— Start —

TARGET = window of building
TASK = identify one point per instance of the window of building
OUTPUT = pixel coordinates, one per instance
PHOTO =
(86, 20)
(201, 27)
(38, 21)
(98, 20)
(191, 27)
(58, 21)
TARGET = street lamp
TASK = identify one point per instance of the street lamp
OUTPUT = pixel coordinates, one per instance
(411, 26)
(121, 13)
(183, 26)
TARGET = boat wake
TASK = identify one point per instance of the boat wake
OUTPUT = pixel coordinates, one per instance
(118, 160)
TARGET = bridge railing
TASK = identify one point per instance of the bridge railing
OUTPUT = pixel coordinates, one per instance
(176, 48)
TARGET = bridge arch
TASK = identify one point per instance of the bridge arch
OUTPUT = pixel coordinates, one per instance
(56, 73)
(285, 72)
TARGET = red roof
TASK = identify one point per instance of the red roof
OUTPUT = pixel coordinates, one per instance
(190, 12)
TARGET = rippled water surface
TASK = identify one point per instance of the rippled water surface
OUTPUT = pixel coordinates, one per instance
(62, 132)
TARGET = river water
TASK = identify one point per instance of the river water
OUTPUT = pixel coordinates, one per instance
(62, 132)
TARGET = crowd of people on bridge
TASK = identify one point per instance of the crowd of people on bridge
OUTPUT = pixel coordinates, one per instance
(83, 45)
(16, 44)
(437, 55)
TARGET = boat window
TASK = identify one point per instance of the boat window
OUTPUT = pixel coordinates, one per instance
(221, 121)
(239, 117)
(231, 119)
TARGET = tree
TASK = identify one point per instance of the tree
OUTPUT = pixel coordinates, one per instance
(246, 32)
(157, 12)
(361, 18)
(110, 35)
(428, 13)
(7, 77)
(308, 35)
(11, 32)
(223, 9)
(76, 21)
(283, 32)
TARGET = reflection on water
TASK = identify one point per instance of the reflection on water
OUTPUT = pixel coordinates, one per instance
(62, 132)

— End —

- **EXERCISE AIM**
Take the entries above and copy them out exactly.

- **IN RESPONSE**
TARGET = window of building
TASK = identify one point per instance of the window of building
OUTPUT = pixel coordinates, one per instance
PHOTO =
(86, 20)
(201, 27)
(38, 21)
(98, 20)
(191, 27)
(58, 21)
TARGET = street lamp
TASK = identify one point per instance of the street lamp
OUTPUT = pixel coordinates, one per instance
(411, 26)
(121, 13)
(183, 26)
TARGET = boat wake
TASK = identify one point per instance of the boat wake
OUTPUT = pixel coordinates, one per instance
(118, 160)
TARGET = bridge railing
TASK = identify one point per instance of the bridge railing
OUTPUT = pixel coordinates, one per instance
(176, 48)
TARGET = bridge arch
TASK = identify one point per instance of the bridge arch
OUTPUT = pixel coordinates, one per instance
(56, 73)
(285, 72)
TARGET = red roof
TASK = identify one point per instance of the red roof
OUTPUT = pixel coordinates, one per instance
(190, 12)
TARGET = rippled water surface
TASK = identify one point per instance of the rippled water surface
OUTPUT = pixel coordinates, one per instance
(62, 132)
TARGET = river water
TASK = identify one point per instance of the river water
OUTPUT = pixel coordinates, one per instance
(62, 132)
TARGET = crowd of people on bridge
TASK = identify one point per instance of the crowd of people on bridge
OUTPUT = pixel coordinates, one per instance
(83, 45)
(16, 44)
(437, 55)
TARGET = boat window
TASK = identify one point per instance of the boat window
OUTPUT = pixel coordinates, one per instance
(221, 121)
(239, 117)
(231, 119)
TARGET = tree
TASK = identify one point per instance of the tree
OUTPUT = pixel coordinates, one per instance
(246, 32)
(157, 12)
(361, 18)
(110, 35)
(428, 13)
(7, 77)
(308, 35)
(11, 32)
(223, 9)
(76, 21)
(283, 32)
TARGET = reflection on water
TASK = identify one point per instance of the reflection on water
OUTPUT = pixel coordinates, one per instance
(62, 132)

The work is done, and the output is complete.